--- start EXCERPT ---

Chiwoong Lee at Goldman Sachs has a new report out ("China vs. 1970s Japan", September 25, 2012) in which he predicts that China's long-term growth rate will drop to 7.5-8.5%. I disagree very strongly with his forecast, of course, and expect China's growth rate over the next decade to average less than half that number, but the point of bringing up his report is not to disagree with the details of his analysis.
I want instead to use his report to illustrate what I believe is a much more fundamental problem with these kinds of research pieces on China. The mistake I will argue he is making is one that is fairly common. It involves determining the past relationship between certain inputs and the outputs we want to forecast - say GDP growth. Once these are determined, the economist will carefully study the expected changes in the inputs, and then calculate the expected changes in the outputs, to arrive at his growth forecast.
This is pretty much the standard analysis provided by the IMF, the World Bank, and both academic and sell-side research, but, as I will argue, this methodology implicitly assumes no real change in the underlying development model - no phase shift, to use a more fashionable term. If this assumption is correct, then the analysis is useful. If, however, we are on the verge of a shift in the development model - perhaps, and usually, because the existing model is unsustainable and must be reversed- the analysis has no value at all.
Lee arrives at his 7.5-8.5% range by comparing China today with Japan in the early 1970s. He considers reasonable and very plausible changes in various inputs and concluding on that basis that Chinese growth will slow from the torrid levels of the past decade, but will nonetheless exceed the roughly 5% real growth rate achieved by Japan in the two decades following the early 1970s. I assume his Chinese growth prediction is also for the next one or two decades but I was not able to determine if this is in fact the case.
What about China? Like Japan, (1) real wages and the labor share of income are rising in some areas and (2) the pace of technological advances has surpassed its peak. However, (3) while consumer durables are spreading, there is still ample room for growth, (4) the export ratio is high due to economies of scale, and (5) growth remains high despite an increase in raw material prices reminiscent of the oil crisis.
Although both potential and actual growth is expected to remain high in China, gradual decline is likely from the double-digit (%) pace of 2004-2007. Our China economics team calculates a range of 7.5~8.5% for China's potential growth.
As the excerpt above suggests, Lee focuses on six input factors specifically: The shift from labor glut to labor shortage, the pace of technological catch-up, the spread of consumer durables, economies of scale and export structure, the impact of raw material price rises, and political stability. He compares the impact of changes in each of these on the Japanese economy as a source of the Japanese slowdown, and then estimates their comparable impact on the Chinese economy. This allows him to estimate the amount of the expected slowdown in China.

--- end EXCERPT ---
--- start INFORMATION GIVEN ---

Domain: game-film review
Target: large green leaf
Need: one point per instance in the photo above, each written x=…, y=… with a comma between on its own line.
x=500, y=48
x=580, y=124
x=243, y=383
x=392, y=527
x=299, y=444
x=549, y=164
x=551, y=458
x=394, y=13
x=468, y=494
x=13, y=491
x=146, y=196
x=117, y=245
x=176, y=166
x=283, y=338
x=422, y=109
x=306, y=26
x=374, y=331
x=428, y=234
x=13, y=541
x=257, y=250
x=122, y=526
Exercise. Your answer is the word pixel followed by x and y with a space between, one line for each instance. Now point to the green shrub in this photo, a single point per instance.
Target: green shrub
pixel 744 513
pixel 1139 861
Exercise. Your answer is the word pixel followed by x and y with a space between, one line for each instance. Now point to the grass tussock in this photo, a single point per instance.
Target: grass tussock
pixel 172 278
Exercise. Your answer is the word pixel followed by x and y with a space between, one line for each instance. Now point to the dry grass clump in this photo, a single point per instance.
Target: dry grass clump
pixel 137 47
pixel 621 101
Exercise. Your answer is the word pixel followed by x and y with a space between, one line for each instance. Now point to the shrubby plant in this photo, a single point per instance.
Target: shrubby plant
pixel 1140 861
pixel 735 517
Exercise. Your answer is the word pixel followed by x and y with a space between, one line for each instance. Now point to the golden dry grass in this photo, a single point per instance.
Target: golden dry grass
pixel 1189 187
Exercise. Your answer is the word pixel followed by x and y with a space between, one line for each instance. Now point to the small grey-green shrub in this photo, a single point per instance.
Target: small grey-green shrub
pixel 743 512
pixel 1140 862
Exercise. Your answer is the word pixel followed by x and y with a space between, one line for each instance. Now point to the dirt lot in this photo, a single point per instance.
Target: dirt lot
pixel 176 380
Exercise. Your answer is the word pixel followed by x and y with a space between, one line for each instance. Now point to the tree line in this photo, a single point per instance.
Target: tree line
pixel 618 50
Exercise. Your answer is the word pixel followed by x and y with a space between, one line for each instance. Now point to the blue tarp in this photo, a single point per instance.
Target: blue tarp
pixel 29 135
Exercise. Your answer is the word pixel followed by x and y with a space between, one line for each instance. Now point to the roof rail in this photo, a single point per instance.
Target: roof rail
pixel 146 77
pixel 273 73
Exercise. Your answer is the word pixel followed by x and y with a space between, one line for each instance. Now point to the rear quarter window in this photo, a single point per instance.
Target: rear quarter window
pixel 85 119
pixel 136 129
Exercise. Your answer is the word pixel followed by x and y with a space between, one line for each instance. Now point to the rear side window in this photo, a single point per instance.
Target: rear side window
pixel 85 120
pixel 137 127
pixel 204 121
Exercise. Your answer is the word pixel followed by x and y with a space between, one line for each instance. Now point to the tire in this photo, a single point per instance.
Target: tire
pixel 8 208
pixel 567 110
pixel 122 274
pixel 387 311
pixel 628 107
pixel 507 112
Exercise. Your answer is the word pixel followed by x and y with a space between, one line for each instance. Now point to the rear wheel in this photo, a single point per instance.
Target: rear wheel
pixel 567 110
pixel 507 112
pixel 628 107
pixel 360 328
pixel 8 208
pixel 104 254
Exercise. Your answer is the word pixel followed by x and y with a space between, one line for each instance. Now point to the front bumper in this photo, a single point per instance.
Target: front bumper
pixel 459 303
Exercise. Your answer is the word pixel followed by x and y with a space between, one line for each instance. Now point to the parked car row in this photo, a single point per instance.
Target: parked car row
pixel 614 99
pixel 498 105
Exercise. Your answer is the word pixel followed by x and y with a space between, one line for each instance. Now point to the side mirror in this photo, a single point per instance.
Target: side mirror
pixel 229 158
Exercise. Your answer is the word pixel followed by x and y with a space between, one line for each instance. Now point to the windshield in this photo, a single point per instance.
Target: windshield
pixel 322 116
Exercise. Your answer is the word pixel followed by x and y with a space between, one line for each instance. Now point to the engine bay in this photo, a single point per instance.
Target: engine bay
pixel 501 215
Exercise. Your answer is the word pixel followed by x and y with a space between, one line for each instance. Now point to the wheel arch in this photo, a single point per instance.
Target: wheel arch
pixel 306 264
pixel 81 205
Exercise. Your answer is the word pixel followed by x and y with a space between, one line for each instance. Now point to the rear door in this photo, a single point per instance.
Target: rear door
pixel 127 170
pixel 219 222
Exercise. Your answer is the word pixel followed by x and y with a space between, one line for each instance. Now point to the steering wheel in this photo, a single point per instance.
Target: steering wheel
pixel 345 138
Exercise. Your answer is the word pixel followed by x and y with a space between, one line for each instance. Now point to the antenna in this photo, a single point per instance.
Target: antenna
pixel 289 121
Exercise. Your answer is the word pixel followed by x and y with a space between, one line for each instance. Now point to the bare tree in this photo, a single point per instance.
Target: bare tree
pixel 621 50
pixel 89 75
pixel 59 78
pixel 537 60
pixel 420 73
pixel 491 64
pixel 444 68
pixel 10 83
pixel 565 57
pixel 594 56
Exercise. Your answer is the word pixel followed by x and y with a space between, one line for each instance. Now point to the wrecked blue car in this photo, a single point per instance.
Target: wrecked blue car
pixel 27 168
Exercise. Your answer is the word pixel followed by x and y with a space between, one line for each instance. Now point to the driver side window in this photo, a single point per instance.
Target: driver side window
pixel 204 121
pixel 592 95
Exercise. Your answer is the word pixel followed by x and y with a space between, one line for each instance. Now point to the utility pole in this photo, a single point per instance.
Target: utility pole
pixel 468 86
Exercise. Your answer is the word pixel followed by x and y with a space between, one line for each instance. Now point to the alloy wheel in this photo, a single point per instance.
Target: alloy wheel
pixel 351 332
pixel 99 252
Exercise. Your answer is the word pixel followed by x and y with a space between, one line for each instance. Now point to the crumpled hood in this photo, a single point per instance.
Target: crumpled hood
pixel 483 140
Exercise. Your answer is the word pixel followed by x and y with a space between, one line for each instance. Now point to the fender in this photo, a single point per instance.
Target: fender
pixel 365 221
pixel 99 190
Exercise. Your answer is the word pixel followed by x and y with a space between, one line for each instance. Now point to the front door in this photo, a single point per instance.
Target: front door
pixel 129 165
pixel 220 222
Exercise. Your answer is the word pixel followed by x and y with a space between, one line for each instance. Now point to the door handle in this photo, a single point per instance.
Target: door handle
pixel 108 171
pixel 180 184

--- end INFORMATION GIVEN ---

GIVEN PROBLEM
Name the six input factors that, according to the commentary on China's growth forecast, Lee specifically focuses on.

SOLUTION
1. The shift from labor glut to labor shortage
2. The pace of technological catch-up
3. The spread of consumer durables
4. Economies of scale and export structure
5. The impact of raw material price rises
6. Political stability